PAGE:
╔══
Vous faites le trait d’union entre la génération des pionniers du cinéma africain et la nouvelle génération des réalisateurs. Vous avez enseigné et vous continuez à donner des ateliers. Que pensezvous de l’évolution du cinéma africain?

Je dirais que beaucoup de jeunes réalisateurs sont «déformés» au lieu d’être formés. Ils sont obnubilés par les récits importés, au lieu de se concentrer sur l’invention d’un récit. L’Africain, ou du moins le Sénégalais, ne raconte pas les histoires de façon linéaire. Il fait des sauts de puce ou commence par la fin. Un message dit de façon abrupte a moins de chance d’atteindre son objectif qu’un message amené avec intelligence à son auditoire. C’est pourquoi je commence toujours mes films par la fin: c’est plus intrigant! Grosso modo, en France, on ne parle que le français. Alors que chez nous il y a 22 langues, donc 22 cultures et façons de voir le monde, 22 cosmogonies différentes…

Du côté des pionniers du cinéma, lequel d’entre eux vous a le plus marqué?
╚══
LISTE DES DONNÉES:
╔══
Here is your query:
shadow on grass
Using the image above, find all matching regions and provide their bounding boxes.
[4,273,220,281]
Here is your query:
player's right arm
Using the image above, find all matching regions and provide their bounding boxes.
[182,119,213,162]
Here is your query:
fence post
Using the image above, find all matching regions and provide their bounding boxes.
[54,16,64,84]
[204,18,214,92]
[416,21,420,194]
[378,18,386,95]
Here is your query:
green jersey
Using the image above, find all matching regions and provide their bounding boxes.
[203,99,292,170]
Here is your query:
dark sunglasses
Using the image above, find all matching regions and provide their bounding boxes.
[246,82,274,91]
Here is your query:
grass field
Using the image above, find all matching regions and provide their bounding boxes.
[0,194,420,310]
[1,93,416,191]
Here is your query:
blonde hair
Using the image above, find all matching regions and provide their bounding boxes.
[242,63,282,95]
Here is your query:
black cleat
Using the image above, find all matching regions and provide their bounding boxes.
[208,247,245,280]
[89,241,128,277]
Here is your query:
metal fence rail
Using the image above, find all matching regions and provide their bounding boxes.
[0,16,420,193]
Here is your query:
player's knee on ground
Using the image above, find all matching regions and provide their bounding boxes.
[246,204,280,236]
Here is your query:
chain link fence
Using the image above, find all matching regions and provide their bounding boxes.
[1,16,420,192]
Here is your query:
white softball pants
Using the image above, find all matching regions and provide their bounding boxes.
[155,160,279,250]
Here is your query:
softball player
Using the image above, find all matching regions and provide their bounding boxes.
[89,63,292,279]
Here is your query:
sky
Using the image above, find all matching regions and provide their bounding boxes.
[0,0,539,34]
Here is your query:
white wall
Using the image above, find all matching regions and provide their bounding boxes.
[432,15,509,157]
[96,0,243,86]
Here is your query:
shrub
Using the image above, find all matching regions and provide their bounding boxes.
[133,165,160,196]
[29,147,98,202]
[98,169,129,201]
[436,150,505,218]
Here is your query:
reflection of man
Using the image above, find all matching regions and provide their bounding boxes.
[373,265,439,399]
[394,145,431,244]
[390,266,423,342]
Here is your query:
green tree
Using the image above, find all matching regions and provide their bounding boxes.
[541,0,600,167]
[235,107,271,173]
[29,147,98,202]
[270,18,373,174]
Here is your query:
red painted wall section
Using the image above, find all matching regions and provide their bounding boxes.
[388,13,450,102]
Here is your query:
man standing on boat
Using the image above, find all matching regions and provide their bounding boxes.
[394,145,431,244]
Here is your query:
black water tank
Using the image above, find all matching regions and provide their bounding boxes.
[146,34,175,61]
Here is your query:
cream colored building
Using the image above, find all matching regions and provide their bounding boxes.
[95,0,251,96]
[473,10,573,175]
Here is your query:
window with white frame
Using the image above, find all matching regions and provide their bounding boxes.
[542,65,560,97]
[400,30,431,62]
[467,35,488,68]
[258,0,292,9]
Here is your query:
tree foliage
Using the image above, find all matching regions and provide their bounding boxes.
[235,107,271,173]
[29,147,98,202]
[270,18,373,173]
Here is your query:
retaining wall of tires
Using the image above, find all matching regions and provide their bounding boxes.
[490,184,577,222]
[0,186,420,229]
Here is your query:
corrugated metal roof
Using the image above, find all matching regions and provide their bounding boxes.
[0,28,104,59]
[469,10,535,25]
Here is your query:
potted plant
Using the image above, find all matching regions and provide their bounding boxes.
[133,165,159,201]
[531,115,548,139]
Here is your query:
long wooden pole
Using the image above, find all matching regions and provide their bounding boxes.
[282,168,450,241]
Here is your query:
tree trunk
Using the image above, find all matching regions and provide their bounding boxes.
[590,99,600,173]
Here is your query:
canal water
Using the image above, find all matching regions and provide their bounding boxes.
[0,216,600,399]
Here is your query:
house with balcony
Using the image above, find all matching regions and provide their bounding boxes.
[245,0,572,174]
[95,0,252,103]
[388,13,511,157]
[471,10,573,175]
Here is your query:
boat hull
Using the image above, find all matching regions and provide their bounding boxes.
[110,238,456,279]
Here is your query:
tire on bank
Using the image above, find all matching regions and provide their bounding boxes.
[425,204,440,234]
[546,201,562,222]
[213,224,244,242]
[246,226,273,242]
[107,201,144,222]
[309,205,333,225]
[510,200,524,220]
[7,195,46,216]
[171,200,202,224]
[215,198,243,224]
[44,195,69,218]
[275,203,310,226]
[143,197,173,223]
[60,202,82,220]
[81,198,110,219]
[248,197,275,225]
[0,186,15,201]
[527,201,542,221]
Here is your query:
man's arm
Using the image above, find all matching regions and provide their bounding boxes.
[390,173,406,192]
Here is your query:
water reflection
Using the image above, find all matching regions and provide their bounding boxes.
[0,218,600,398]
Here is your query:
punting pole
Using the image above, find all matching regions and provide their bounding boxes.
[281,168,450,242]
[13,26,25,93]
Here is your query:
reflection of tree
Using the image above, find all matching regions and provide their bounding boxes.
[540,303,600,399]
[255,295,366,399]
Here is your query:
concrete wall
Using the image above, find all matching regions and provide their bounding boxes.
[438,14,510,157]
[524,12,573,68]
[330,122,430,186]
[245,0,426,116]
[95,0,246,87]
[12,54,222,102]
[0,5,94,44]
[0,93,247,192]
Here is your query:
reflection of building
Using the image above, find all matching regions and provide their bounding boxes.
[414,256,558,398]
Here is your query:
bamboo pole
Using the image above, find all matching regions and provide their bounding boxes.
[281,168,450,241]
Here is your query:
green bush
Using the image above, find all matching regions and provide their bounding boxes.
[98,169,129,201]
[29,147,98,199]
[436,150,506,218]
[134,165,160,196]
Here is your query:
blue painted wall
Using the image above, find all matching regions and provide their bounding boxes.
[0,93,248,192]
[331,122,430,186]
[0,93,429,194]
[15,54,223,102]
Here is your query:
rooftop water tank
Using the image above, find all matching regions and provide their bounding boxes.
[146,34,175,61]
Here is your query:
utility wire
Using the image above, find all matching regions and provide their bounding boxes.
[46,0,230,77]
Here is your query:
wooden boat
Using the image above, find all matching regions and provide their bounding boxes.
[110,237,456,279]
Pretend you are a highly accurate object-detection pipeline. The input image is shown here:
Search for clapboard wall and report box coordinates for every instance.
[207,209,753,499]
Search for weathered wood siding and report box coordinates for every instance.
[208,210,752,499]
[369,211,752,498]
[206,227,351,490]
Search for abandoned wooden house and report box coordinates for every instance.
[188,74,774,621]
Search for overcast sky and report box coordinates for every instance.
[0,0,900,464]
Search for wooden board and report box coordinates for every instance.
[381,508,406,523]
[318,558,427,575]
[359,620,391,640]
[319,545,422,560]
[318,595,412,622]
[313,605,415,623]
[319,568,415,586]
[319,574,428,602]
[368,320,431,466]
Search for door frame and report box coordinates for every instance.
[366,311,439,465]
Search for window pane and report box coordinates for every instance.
╚══
SÉRIE DE TÂCHES:
[1] Dans l'entretien sur le cinéma africain, relevez toutes les choses dont il est dit qu'il y en a 22.
[2] Répondez à ces questions sur l'entretien sur le cinéma africain :
(a) Que continue à donner la personne interrogée, d'après la première question ?
(b) Par quoi dit-elle commencer toujours ses films ?
(c) Quelle langue parle-t-on en France, grosso modo, selon le texte ?
[3] Poursuivez l'entretien sur le cinéma africain à partir de la dernière question posée.

RÉPONSES FOURNIES:
[1]
- les langues
- les cultures
- les façons de voir le monde
- les cosmogonies différentes

[2]
(a) Des ateliers.
(b) Par la fin.
(c) Le français.

[3]
S’il y a quelqu’un dont le cinéma me parle vraiment, c’est Djibril Diop Mambéty dont j’ai été un temps le premier assistant. C’était un visionnaire, un homme engagé et un artiste à la fois. Il avait une narration unique. Je me rappelle qu’un jour il m’a demandé comment on traduirait le mot cinéma en wolof. Je n’ai pas su quoi lui répondre. Des mois plus tard, il m’a reposé la question. Face à mon silence, il m’a dit: «C’est waru.» En wolof, waru c’est l’étonnement, l’émerveillement, l’inattendu, le sublime, c’est le merveilleux. Dans son film, La Petite Vendeuse de soleil [projeté au Théâtre de Verdure de Montbenon à Lausanne samedi 20, à 21h30], il y a une scène incroyable: une petite fille handicapée qui danse. C’est d’une beauté extraordinaire tout en restant très simple. Personne ne peut être indifférent à cela.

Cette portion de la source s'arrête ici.